>> begin RAW DATA

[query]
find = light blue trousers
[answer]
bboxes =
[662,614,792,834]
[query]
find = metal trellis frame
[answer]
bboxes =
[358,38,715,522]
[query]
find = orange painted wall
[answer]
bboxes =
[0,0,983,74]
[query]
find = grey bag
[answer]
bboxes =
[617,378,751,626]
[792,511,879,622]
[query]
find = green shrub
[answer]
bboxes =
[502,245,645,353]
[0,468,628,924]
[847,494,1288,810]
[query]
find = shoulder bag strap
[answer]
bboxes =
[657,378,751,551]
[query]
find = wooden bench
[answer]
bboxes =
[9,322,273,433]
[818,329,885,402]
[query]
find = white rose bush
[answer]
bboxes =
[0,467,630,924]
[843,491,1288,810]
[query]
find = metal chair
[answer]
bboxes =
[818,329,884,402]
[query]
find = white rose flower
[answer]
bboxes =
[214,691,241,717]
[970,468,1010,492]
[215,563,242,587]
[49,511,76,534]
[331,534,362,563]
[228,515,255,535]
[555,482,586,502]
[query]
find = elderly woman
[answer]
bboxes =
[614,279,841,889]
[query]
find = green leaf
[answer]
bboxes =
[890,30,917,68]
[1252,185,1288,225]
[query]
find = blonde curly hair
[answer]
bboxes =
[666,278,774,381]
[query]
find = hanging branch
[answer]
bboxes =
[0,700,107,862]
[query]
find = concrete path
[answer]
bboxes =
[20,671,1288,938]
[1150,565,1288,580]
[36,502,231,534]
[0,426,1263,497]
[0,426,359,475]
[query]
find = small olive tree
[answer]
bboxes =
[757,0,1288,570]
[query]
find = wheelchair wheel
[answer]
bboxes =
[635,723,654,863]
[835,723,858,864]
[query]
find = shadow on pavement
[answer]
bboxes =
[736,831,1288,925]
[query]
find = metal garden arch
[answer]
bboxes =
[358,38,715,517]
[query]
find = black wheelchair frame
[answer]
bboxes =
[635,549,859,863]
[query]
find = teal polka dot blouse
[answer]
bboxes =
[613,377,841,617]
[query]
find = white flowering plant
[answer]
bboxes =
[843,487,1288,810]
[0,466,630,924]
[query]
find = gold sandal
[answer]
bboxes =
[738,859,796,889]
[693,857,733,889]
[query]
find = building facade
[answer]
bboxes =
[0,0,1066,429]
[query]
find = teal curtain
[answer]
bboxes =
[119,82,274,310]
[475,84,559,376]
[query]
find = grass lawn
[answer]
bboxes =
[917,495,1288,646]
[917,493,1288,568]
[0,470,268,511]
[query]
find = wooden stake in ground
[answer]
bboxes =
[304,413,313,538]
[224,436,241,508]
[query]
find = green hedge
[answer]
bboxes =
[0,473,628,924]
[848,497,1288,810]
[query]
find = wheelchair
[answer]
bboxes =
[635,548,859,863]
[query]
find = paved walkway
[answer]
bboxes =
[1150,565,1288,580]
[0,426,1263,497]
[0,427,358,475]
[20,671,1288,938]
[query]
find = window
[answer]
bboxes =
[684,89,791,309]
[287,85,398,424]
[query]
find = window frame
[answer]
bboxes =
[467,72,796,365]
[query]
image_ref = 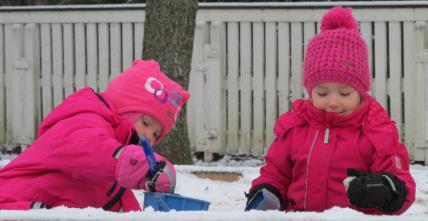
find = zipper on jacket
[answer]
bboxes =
[324,113,333,144]
[303,130,319,210]
[324,127,330,144]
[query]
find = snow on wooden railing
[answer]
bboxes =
[0,1,428,162]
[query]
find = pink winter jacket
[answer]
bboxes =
[0,88,161,212]
[251,97,415,214]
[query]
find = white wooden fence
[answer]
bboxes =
[0,2,428,162]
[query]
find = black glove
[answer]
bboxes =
[344,168,407,212]
[245,184,282,211]
[146,161,166,192]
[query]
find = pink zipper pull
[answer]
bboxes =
[324,127,330,144]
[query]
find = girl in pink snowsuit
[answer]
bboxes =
[0,60,189,211]
[247,6,415,214]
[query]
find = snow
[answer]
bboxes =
[0,156,428,221]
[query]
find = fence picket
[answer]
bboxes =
[205,22,226,155]
[98,23,110,91]
[74,23,86,90]
[277,22,290,115]
[122,22,134,70]
[187,21,208,152]
[239,22,252,154]
[52,24,64,107]
[40,24,53,117]
[110,23,122,81]
[251,22,265,155]
[134,22,144,60]
[388,21,403,136]
[4,24,15,143]
[373,22,387,109]
[86,23,98,91]
[290,22,303,100]
[360,22,373,90]
[226,22,239,153]
[20,24,41,146]
[187,21,210,152]
[63,24,75,97]
[403,22,417,159]
[265,22,278,150]
[0,24,6,143]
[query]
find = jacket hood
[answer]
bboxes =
[38,88,121,136]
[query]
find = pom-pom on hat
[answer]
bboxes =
[302,6,371,95]
[103,60,190,141]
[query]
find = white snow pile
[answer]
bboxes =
[0,157,428,221]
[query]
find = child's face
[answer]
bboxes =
[134,114,162,145]
[310,82,361,114]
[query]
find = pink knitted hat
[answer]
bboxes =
[302,6,371,94]
[103,60,190,141]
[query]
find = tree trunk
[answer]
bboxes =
[143,0,198,164]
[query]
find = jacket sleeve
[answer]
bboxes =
[363,106,416,214]
[250,129,291,209]
[28,113,127,181]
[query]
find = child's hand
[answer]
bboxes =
[344,168,407,212]
[116,145,149,189]
[145,161,176,193]
[116,145,176,193]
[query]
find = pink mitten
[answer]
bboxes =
[116,145,149,189]
[144,159,176,193]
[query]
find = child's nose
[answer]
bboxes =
[143,132,156,146]
[328,97,339,109]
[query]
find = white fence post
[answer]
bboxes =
[204,22,226,161]
[414,21,428,163]
[0,25,6,143]
[187,21,209,155]
[6,24,40,148]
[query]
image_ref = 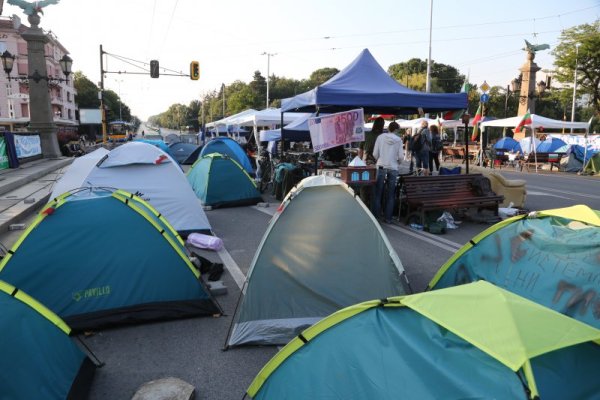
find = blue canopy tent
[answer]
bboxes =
[281,49,467,151]
[535,138,566,153]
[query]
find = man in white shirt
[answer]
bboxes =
[371,122,404,224]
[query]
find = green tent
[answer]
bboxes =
[0,281,96,400]
[187,153,262,207]
[247,281,600,400]
[0,188,221,330]
[228,176,408,346]
[428,205,600,328]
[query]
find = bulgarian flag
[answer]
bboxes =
[471,103,483,142]
[515,111,532,133]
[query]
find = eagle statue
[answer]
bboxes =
[6,0,60,15]
[523,40,550,54]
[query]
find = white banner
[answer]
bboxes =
[15,135,42,158]
[308,108,365,153]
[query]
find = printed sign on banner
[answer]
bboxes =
[15,135,42,158]
[0,137,9,169]
[308,108,365,153]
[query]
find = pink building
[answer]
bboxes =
[0,15,78,132]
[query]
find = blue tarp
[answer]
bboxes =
[494,136,523,153]
[535,138,566,153]
[281,49,467,115]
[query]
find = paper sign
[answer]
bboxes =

>> end RAW DATA

Change every "bboxes" to "boxes" in the records above, leaving everything else as it is, and write them out again without the pictures.

▸ ANSWER TO THE PROBLEM:
[query]
find = light blue trousers
[answer]
boxes =
[662,614,792,834]
[query]
find = metal trellis frame
[answer]
boxes =
[358,38,715,522]
[query]
find = orange painted wall
[answer]
boxes =
[0,0,983,74]
[query]
find = grey bag
[answer]
boxes =
[617,378,751,626]
[792,511,879,622]
[query]
find = green shrub
[answer]
boxes =
[502,245,645,353]
[0,468,628,924]
[847,494,1288,810]
[query]
find = shoulder bag strap
[answer]
boxes =
[657,378,751,551]
[query]
find = wooden bench
[answer]
boxes =
[9,322,273,433]
[818,329,885,402]
[query]
find = white rose bush
[answer]
boxes =
[0,467,630,924]
[843,491,1288,810]
[query]
find = metal chair
[answer]
boxes =
[818,329,884,402]
[query]
find = white rose flower
[answer]
boxes =
[214,691,241,717]
[970,468,1010,492]
[215,563,242,587]
[49,511,76,534]
[331,534,362,563]
[228,515,255,535]
[555,482,586,502]
[query]
find = elderly woman
[answer]
boxes =
[614,279,841,889]
[query]
find = green leaf
[answer]
boxes =
[890,30,917,68]
[1252,185,1288,225]
[query]
find = blonde curly hair
[answer]
boxes =
[666,278,774,381]
[query]
find = hanging branch
[answer]
boxes =
[0,700,107,862]
[query]
find = concrete path
[answer]
boxes =
[20,671,1288,938]
[1150,565,1288,580]
[36,502,231,534]
[0,426,1263,497]
[0,426,359,475]
[query]
find = small olive tree
[answer]
boxes =
[757,0,1288,570]
[query]
find = wheelchair wheel
[answer]
boxes =
[635,723,654,863]
[835,723,858,864]
[query]
find = shadow on pavement
[answer]
boxes =
[736,831,1288,925]
[query]
find = metal garden arch
[answer]
boxes =
[358,38,715,517]
[query]
find = black wheelchair frame
[answer]
boxes =
[635,549,859,863]
[query]
find = teal polka dot blouse
[answer]
boxes =
[613,377,841,617]
[query]
find = white flowering plant
[answer]
boxes =
[843,487,1288,810]
[0,466,630,924]
[query]
find = gold sandal
[answer]
boxes =
[738,859,796,889]
[693,857,733,889]
[query]
find = building facade
[answer]
boxes =
[0,0,1066,429]
[query]
find = teal curtain
[answer]
boxes =
[119,82,274,310]
[475,84,559,376]
[query]
find = grass lawn
[answer]
boxes =
[917,495,1288,646]
[917,493,1288,568]
[0,470,268,511]
[query]
find = wooden stake in ground
[answer]
boxes =
[304,413,313,538]
[224,436,241,508]
[query]
find = green hedge
[answer]
boxes =
[0,473,628,924]
[848,497,1288,810]
[query]
find = wheelchair
[answer]
boxes =
[635,548,859,863]
[query]
find = paved walkway
[answer]
boxes =
[1150,565,1288,580]
[0,426,1263,497]
[0,427,358,475]
[20,671,1288,938]
[query]
find = window
[answer]
boxes =
[684,89,791,309]
[287,85,398,424]
[query]
find = window frame
[answer]
boxes =
[467,72,796,365]
[query]
image_ref = 
find = zipper on jacket
[answer]
boxes =
[324,113,333,144]
[303,130,319,210]
[324,127,330,144]
[query]
find = snow on wooden railing
[answer]
boxes =
[0,1,428,162]
[query]
find = pink winter jacket
[answer]
boxes =
[0,88,161,212]
[251,97,415,214]
[query]
find = white wooden fence
[answer]
boxes =
[0,2,428,162]
[query]
find = black glove
[answer]
boxes =
[344,168,407,212]
[245,184,282,211]
[146,161,166,192]
[query]
find = pink zipper pull
[answer]
boxes =
[324,127,330,144]
[query]
find = girl in pink snowsuit
[answer]
boxes =
[0,60,189,211]
[247,6,415,214]
[query]
find = snow
[answer]
boxes =
[0,156,428,221]
[query]
find = fence picket
[answer]
boxes =
[205,22,226,155]
[98,23,110,91]
[74,23,86,90]
[277,22,290,115]
[122,22,134,70]
[187,21,208,152]
[239,22,252,154]
[52,24,64,107]
[40,24,53,117]
[110,23,122,81]
[251,22,265,155]
[134,22,144,60]
[388,21,403,136]
[4,24,15,143]
[373,22,387,109]
[86,23,98,91]
[290,22,303,100]
[360,22,373,90]
[226,22,239,153]
[20,24,41,146]
[187,21,210,152]
[63,24,75,97]
[403,22,417,159]
[265,22,278,150]
[0,24,6,143]
[query]
find = jacket hood
[answer]
boxes =
[38,88,121,136]
[query]
find = pom-pom on hat
[answer]
boxes =
[302,6,371,95]
[103,60,190,141]
[query]
find = white snow pile
[answer]
boxes =
[0,157,428,221]
[query]
find = child's face
[answer]
boxes =
[134,114,162,145]
[310,82,361,114]
[query]
find = pink knitted hat
[answer]
boxes =
[302,6,371,94]
[103,60,190,141]
[query]
find = tree trunk
[answer]
boxes =
[143,0,198,164]
[query]
find = jacket sleeve
[answer]
boxes =
[363,106,416,214]
[250,129,291,209]
[28,113,127,181]
[query]
find = child's hand
[answer]
boxes =
[344,168,407,212]
[116,145,149,189]
[145,161,176,193]
[116,145,176,193]
[query]
find = pink mitten
[answer]
boxes =
[116,145,149,189]
[144,159,176,193]
[query]
find = child's nose
[answer]
boxes =
[143,132,156,146]
[328,97,339,109]
[query]
find = white fence post
[answer]
boxes =
[204,22,226,161]
[414,21,428,163]
[0,25,6,143]
[187,21,209,155]
[6,24,40,148]
[query]
image_ref = 
find = blue canopy tent
[answer]
boxes =
[281,49,467,151]
[535,138,566,153]
[query]
find = man in white shirt
[answer]
boxes =
[371,122,404,224]
[query]
find = green tent
[answer]
boxes =
[0,281,96,400]
[187,153,262,207]
[247,281,600,400]
[0,188,221,330]
[228,176,408,346]
[428,205,600,328]
[query]
find = bulgarian flag
[answer]
boxes =
[471,103,483,142]
[515,111,532,133]
[query]
find = eagle statue
[answer]
boxes =
[6,0,60,15]
[523,40,550,54]
[query]
find = white banner
[answer]
boxes =
[15,135,42,158]
[308,108,365,153]
[query]
find = printed sign on banner
[answer]
boxes =
[15,135,42,158]
[0,137,9,169]
[308,108,365,153]
[query]
find = pink building
[answer]
boxes =
[0,15,78,132]
[query]
find = blue tarp
[answer]
boxes =
[494,136,523,153]
[535,138,566,153]
[281,49,467,115]
[query]
find = paper sign
[answer]
boxes =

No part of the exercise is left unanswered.